[Records contained in a dataset]
--------

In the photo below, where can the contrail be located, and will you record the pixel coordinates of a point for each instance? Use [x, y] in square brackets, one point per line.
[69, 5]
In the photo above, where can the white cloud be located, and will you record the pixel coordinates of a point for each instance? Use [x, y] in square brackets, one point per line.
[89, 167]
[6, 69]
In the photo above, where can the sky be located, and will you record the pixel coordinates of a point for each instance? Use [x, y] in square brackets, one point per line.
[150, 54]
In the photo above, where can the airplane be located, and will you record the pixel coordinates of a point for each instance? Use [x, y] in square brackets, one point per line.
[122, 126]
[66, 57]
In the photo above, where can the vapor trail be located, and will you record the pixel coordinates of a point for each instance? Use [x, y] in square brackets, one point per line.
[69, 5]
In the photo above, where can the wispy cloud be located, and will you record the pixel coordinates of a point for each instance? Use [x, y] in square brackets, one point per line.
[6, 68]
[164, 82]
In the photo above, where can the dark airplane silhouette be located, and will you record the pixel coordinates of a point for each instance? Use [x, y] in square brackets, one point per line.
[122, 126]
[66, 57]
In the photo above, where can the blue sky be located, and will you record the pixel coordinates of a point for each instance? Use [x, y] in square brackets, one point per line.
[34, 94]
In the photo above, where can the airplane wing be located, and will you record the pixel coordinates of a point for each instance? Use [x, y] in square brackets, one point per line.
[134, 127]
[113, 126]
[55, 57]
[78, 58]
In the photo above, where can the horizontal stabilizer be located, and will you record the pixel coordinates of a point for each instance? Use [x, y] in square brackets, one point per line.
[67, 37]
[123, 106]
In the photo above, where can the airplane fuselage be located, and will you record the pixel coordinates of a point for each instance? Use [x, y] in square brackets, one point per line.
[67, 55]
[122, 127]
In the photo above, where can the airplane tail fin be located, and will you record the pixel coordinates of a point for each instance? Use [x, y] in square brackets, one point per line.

--------

When you answer, repeat each entry exactly as it appears above.

The completed task
In the photo below, where can the contrail be located, and will you record the pixel coordinates of a point for each instance? Use [x, y] in square brackets, one point per line.
[69, 5]
In the photo above, where can the white cloud be located, and will you record the pixel coordinates of a point for each instance? Use [x, y] in square brackets, one point per line.
[89, 167]
[6, 69]
In the photo above, where can the sky be located, and will you record the pixel coordinates of a point for each instance? Use [x, y] in square brackets, one point per line.
[150, 54]
In the photo above, where can the airplane be located, and will you record the pixel coordinates of a point for each instance? Use [x, y] in square brackets, one point per line.
[122, 126]
[66, 57]
In the photo above, where can the vapor trail be located, and will you record the pixel coordinates of a point for each instance? Use [x, y] in square brackets, one point per line.
[69, 5]
In the photo above, where can the wispy cloud be located, and will you record the pixel coordinates of a point for each instance? Use [x, y] in square brackets, one point per line.
[6, 68]
[164, 82]
In the photo above, where can the dark airplane silhouette be located, and will you record the pixel coordinates of a point for each instance? Use [x, y] in square brackets, one point per line.
[122, 126]
[66, 57]
In the photo above, where can the blue sky be located, and will you record the pixel coordinates of a point for each instance? Use [x, y] in square brackets, one point per line.
[34, 94]
In the photo above, where can the airplane wing be located, and will you record the pixel coordinates of a point for each instance? Use [x, y] in square brackets, one point per line.
[134, 127]
[113, 126]
[55, 57]
[78, 58]
In the photo above, where can the horizontal stabilizer be located, and will you record the pixel coordinates of a point for each instance? Use [x, y] in square brackets, one point per line.
[67, 37]
[123, 106]
In the photo above, where can the airplane fuselage be located, and will you record the pixel coordinates of a point for each instance? Use [x, y] in square brackets, one point per line.
[67, 55]
[122, 127]
In the photo above, where can the airplane tail fin be located, and will you record the pixel coordinates of a point for each instance? Use [x, y] in square brackets, one point per line.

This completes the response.